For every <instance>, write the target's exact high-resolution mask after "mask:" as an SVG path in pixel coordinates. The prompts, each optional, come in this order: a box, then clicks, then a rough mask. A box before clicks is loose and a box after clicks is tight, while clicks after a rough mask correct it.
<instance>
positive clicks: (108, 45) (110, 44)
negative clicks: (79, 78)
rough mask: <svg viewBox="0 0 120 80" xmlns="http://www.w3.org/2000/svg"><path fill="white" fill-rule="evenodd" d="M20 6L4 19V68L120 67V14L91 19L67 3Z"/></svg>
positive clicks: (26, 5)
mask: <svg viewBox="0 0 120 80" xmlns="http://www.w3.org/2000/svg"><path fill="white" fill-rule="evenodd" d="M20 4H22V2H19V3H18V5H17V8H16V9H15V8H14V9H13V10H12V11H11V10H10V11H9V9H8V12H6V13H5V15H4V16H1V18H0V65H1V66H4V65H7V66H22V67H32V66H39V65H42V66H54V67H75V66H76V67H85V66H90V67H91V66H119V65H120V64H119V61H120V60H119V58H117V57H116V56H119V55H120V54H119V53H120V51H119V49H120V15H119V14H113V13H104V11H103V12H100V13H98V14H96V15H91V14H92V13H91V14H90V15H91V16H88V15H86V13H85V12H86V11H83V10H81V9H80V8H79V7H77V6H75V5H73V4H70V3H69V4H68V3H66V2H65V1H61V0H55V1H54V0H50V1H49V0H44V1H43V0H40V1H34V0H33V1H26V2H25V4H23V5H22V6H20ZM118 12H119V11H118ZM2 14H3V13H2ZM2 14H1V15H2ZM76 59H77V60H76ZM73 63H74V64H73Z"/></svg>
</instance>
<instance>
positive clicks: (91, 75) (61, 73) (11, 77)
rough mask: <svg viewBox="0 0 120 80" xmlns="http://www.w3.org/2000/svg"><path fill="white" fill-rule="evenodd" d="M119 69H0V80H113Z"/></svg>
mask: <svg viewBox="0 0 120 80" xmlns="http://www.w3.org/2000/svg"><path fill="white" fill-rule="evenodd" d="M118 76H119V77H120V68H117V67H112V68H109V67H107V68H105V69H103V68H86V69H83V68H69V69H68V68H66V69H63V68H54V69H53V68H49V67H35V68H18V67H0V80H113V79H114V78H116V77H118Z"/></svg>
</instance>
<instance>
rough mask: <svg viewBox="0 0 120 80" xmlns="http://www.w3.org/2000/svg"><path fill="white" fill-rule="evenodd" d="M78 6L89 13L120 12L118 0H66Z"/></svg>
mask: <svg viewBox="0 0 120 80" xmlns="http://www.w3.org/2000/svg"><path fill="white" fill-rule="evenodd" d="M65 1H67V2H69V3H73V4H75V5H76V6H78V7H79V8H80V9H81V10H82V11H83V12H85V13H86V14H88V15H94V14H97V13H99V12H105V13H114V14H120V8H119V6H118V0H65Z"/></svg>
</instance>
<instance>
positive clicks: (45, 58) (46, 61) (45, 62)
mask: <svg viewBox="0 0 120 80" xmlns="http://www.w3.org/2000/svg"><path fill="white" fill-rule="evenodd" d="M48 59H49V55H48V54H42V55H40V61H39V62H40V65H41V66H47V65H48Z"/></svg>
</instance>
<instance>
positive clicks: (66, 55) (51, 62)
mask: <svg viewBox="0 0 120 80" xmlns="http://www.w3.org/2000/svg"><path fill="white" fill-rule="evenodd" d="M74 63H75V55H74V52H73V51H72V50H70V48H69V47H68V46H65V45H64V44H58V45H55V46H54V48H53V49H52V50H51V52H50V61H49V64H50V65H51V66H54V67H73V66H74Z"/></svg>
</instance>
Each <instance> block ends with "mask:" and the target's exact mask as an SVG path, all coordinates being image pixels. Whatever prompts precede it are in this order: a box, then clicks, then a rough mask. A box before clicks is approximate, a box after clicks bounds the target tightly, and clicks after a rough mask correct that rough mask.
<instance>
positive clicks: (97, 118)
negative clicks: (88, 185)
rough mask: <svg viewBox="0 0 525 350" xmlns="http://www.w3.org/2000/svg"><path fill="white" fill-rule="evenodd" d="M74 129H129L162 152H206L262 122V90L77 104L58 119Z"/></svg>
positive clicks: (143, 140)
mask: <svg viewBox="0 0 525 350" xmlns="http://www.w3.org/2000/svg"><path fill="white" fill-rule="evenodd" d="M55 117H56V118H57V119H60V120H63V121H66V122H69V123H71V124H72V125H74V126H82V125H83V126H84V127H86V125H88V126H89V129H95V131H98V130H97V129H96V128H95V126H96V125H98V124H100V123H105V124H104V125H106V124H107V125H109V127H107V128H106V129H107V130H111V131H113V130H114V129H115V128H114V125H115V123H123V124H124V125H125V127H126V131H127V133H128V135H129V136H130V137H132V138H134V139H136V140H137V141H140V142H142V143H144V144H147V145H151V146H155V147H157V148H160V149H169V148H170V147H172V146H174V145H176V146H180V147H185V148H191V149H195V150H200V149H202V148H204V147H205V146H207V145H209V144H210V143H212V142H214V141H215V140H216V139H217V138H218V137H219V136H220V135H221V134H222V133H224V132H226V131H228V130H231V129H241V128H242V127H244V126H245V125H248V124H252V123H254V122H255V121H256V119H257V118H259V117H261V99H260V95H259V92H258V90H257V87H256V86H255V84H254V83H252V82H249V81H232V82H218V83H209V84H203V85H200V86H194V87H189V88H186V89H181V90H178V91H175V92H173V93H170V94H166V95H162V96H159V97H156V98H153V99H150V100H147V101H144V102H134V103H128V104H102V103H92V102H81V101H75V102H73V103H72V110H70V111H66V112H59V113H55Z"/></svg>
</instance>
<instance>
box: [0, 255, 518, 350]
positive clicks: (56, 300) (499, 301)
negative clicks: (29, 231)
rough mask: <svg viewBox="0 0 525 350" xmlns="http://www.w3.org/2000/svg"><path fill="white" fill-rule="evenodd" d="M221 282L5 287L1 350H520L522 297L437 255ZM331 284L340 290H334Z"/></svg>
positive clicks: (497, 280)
──────────────────────────────
**TRY IT:**
Once the line containing "positive clicks: (91, 75) (61, 73) (11, 77)" has been retyped, stop. Begin at the first line of the material and reproduce every line up to it exactly.

**TASK OUTPUT:**
For every <instance>, write the target's exact high-resolution mask after "mask:" as an SVG path in pixel coordinates. The prompts, each optional, come in this order: a box, then clicks, then a rough mask. A box before clicks is loose and a box after clicks is tight, while clicks after a rough mask correct it.
<instance>
positive clicks: (108, 45) (110, 44)
negative clicks: (79, 78)
rough mask: <svg viewBox="0 0 120 80" xmlns="http://www.w3.org/2000/svg"><path fill="white" fill-rule="evenodd" d="M20 6L4 19V68L120 67V14L91 19L67 3Z"/></svg>
positive clicks: (26, 5)
mask: <svg viewBox="0 0 120 80" xmlns="http://www.w3.org/2000/svg"><path fill="white" fill-rule="evenodd" d="M20 4H22V2H19V3H18V5H17V8H16V9H15V8H14V9H13V10H12V11H11V10H10V11H9V9H8V12H6V13H5V15H4V16H1V18H0V65H1V66H4V65H7V66H22V67H32V66H39V65H42V66H54V67H75V66H76V67H85V66H90V67H91V66H119V65H120V64H119V61H120V60H119V58H117V57H116V56H119V55H120V54H119V53H120V51H119V49H120V15H119V14H113V13H104V11H103V12H100V13H98V14H96V15H91V14H92V13H91V14H90V15H91V16H88V15H86V13H85V12H86V11H83V10H81V9H80V8H79V7H77V6H75V5H73V4H70V3H69V4H68V3H66V2H65V1H61V0H55V1H54V0H50V1H49V0H44V1H43V0H40V1H34V0H33V1H26V2H25V4H23V5H22V6H20ZM118 12H119V11H118ZM2 14H3V13H2ZM2 14H1V15H2ZM76 59H77V60H76ZM73 63H74V64H73Z"/></svg>
</instance>
<instance>
positive clicks: (91, 75) (61, 73) (11, 77)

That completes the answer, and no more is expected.